● WRITTEN INSTRUCTION 1: Reproduce the stretch of the listing from its first line through the line containing "244 345 L 242", keeping every character unchanged.

● PASSAGE PROVIDED:
**********

Despite the opposition in chapter 4 & the challenges brought on by the famine conditions and oppression of the marginalised we read about in chapter 5 the work on the wall has continued. As a result, gruesome threesome of Sanballat, Tobiah & Geshem are not happy!
They know that the work on the wall is nearing completion, soon Jerusalem will have been restored and so their influence and ability to regulate and intimidate will have diminished!
So they introduce a new tactic, one far more complex than those that have gone before. Up to now they have tried to oppose using ridicule, mockery, intimidation & threats of violence. These have all been upfront and confrontational in nature.
Now in chapter 6, a new tactic is introduced that is both subtle & difficult to discern at times. Their plan is to get Nehemiah to compromise and in so doing to divert him from his God-given mission. They invite him to a meeting to talk things through.
Compromise is often subtle & therefore can come in under our radar undetected. The request for a meeting may have seemed reasonable at first, maybe meeting would help create an amicable environment in which the building work could continue unhindered.
Compromise is like that, it often doesn’t appear too bad, it might even appear reasonable at first. But Nehemiah’s reply is a model of clarity;
“I am doing a great work and I cannot come down. Why should the work stop while I leave it and come down to you?”(Nehemiah 6:3)
Nehemiah knew his priorities, knew what mattered most.
As finite beings, if we give ourselves to one thing that means we ignore something else.

**********

● SUPPLIED MATERIAL:

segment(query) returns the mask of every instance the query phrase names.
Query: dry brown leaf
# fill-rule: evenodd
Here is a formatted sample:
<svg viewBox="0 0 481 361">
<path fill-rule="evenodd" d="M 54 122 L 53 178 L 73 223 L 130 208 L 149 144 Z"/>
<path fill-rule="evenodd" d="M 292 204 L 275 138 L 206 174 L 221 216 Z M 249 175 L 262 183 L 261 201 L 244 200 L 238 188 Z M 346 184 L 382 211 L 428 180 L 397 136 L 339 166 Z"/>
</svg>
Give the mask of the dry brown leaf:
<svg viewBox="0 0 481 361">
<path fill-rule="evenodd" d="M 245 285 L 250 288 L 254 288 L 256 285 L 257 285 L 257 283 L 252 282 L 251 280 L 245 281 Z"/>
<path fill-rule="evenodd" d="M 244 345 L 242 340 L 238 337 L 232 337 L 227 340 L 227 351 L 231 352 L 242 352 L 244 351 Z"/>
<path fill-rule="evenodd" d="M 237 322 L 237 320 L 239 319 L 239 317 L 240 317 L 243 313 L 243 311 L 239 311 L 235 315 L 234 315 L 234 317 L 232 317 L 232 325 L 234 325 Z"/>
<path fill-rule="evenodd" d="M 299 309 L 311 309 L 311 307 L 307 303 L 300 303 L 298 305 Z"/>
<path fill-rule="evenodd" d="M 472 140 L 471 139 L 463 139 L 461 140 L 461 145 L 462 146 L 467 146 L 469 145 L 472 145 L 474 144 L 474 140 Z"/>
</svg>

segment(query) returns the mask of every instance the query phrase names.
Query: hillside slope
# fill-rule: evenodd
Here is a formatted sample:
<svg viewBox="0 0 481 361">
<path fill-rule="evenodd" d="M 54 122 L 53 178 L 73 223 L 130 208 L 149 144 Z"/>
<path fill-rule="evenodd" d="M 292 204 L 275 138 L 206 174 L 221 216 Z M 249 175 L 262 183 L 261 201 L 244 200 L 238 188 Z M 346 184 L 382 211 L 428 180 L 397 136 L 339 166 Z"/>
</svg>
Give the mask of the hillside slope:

**********

● WRITTEN INSTRUCTION 2:
Using the passage on Nehemiah, decide whether each statement agrees with it, and quote the words that settle each one:
(a) Before chapter 6, the opponents had tried ridicule and mockery.
(b) Nehemiah accepted the invitation to the meeting.
(c) The new tactic in chapter 6 is upfront and confrontational.

● REPLY 1:
segment(query) returns the mask of every instance the query phrase names.
Query: dry brown leaf
# fill-rule: evenodd
Here is a formatted sample:
<svg viewBox="0 0 481 361">
<path fill-rule="evenodd" d="M 54 122 L 53 178 L 73 223 L 130 208 L 149 144 Z"/>
<path fill-rule="evenodd" d="M 292 204 L 275 138 L 206 174 L 221 216 Z M 249 175 L 262 183 L 261 201 L 244 200 L 238 188 Z M 346 184 L 382 211 L 428 180 L 397 136 L 339 166 Z"/>
</svg>
Give the mask of the dry brown leaf:
<svg viewBox="0 0 481 361">
<path fill-rule="evenodd" d="M 245 285 L 250 288 L 254 288 L 256 285 L 257 285 L 257 283 L 252 282 L 251 280 L 245 281 Z"/>
<path fill-rule="evenodd" d="M 244 345 L 242 340 L 238 337 L 232 337 L 227 340 L 227 351 L 231 352 L 242 352 L 244 351 Z"/>

● REPLY 2:
(a) Yes: "Up to now they have tried to oppose using ridicule, mockery, intimidation & threats of violence."
(b) No: "I am doing a great work and I cannot come down."
(c) No: "a new tactic is introduced that is both subtle & difficult to discern at times."